# [Given records]
▬▬▬▬▬▬▬▬▬▬

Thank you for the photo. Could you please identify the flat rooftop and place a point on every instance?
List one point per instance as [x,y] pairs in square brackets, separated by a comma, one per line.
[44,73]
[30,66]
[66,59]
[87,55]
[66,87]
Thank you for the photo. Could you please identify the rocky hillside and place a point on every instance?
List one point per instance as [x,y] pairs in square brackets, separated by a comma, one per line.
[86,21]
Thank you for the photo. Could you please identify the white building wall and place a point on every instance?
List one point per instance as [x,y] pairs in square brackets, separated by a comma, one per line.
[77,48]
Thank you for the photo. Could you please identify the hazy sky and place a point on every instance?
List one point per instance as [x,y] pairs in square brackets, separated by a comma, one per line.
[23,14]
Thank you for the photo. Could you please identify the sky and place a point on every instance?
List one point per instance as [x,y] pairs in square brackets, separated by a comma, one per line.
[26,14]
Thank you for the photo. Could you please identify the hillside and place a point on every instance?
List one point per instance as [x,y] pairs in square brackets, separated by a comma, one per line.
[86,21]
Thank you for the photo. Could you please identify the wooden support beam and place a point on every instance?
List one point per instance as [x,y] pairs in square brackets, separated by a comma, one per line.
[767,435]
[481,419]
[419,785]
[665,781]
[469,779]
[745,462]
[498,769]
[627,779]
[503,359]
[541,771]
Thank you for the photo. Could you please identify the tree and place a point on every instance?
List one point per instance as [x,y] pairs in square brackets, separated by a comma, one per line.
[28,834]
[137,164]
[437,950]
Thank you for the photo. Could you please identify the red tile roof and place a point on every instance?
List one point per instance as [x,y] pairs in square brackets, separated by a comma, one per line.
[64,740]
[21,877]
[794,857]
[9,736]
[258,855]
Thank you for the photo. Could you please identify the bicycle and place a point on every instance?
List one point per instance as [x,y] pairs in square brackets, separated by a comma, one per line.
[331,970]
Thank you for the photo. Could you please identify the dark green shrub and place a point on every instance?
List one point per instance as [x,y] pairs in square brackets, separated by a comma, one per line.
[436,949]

▬▬▬▬▬▬▬▬▬▬

# [Task objective]
The material above should be returned exactly, in full.

# [Result of the task]
Thank you for the photo. Could you please identify the flat rooftop and place a point on every instance?
List one point per instance as [x,y] pairs in square brackets, separated by a comma, one per line.
[44,73]
[30,66]
[66,59]
[87,55]
[66,87]
Thank you for the photo. Could you please identify the rocky hillside and place a point on every instance?
List one point per instance as [x,y] pairs in square brackets, separated by a comma, one per line.
[86,21]
Thank you for the photo. Could you please identify the white building wall and place a point on every instance?
List one point per instance as [x,y] pairs in square brackets, separated by a comma, one per line.
[77,48]
Thank you for the photo. Could you please identify the hazy sky and place a point on every instance?
List one point per instance as [x,y] pairs in square brackets, separated by a comma, one per line.
[23,14]
Thank you for the photo. Could you please identify the sky and place a point on every instance?
List one point per instance as [x,y] pairs in square brackets, separated by a comma, one per line.
[26,14]
Thank you for the photo. Could you please identify the hillside and place a point on every instance?
List one point per instance as [x,y] pairs in square brackets, separated by a comma, one per line.
[86,21]
Thank you for the photo. Could you please identify the wooden support beam and place a point on every instance?
List one point per instance as [x,y] pairs in square brackets, separated by a comma, one per line.
[767,435]
[481,419]
[419,785]
[665,781]
[469,779]
[745,462]
[498,769]
[627,779]
[503,359]
[541,771]
Thank you for the photo. Could you please identify the tree and place a point on every instance?
List one point per instance as [x,y] pairs in square brackets, separated by a comma, one per line.
[28,834]
[137,164]
[437,950]
Thank you for the photo. Could you please identify the red tile roof and place a point on every instance?
List one point per instance as [x,y] pairs in square brackets, separated by a comma, one per line.
[64,740]
[21,877]
[794,857]
[9,736]
[258,855]
Thank you for the photo. Could you please identify the bicycle and place a point on every instance?
List one point per instance as [x,y] pairs in square brackets, separated by a comma, one per line.
[331,970]
Thank you for the photo. Could you please identify the dark green shrub and place a point on every instance?
List one point per instance as [x,y] pairs in square brackets, separated by a comma, one per line.
[436,949]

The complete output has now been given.